Source records:
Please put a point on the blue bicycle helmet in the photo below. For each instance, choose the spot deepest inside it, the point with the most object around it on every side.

...

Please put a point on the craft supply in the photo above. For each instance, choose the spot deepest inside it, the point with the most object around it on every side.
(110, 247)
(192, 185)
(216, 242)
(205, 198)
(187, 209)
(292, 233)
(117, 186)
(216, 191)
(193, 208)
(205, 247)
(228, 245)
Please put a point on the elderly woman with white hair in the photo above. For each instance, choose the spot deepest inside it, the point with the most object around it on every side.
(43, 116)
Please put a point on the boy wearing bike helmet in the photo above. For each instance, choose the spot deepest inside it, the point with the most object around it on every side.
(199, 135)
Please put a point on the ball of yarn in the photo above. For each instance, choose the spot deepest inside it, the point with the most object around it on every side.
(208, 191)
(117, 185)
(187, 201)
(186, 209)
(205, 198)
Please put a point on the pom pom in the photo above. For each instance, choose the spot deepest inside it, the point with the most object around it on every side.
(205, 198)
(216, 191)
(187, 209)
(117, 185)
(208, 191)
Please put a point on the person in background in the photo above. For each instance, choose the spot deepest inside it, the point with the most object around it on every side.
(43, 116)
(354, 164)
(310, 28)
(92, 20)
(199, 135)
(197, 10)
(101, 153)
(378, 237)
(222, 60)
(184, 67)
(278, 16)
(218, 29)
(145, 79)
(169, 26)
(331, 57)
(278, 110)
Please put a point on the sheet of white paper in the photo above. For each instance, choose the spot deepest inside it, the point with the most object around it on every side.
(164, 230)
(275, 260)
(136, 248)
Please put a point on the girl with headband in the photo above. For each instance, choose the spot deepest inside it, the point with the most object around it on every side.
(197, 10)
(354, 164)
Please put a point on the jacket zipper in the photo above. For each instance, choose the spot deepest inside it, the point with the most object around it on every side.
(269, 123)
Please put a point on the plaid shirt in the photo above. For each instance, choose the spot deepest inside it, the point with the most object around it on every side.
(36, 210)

--

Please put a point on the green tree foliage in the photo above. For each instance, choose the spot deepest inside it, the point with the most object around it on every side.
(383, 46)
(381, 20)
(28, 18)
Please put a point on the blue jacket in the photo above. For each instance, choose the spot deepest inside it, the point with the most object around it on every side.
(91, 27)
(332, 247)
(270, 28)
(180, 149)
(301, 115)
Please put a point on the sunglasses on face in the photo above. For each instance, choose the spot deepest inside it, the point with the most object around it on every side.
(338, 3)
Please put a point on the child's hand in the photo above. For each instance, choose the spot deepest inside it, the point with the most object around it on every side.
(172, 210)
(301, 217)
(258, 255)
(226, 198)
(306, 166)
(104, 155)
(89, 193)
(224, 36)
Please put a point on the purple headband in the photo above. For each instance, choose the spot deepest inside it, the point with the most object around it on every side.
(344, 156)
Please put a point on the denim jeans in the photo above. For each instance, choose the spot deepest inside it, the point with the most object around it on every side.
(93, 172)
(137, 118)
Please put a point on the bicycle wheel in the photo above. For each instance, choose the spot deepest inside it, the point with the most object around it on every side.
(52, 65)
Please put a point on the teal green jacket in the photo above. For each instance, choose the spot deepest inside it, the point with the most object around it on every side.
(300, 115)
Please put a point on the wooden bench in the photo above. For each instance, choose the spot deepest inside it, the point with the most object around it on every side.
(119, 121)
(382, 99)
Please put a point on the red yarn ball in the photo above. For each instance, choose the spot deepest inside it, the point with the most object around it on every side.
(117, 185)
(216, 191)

What is needed:
Filter the entries above down to the lines that contain the word "blue", and copy each of those lines in full.

Exercise solution:
Please put a point on the blue bicycle helmet in the photo below. For each instance, choose the spot deepest inside it, the point with the most object around it on every side.
Please put a point on the blue jacket in the photo above. For each instance, choose the spot deepest inside it, the point with the most object around it on every side.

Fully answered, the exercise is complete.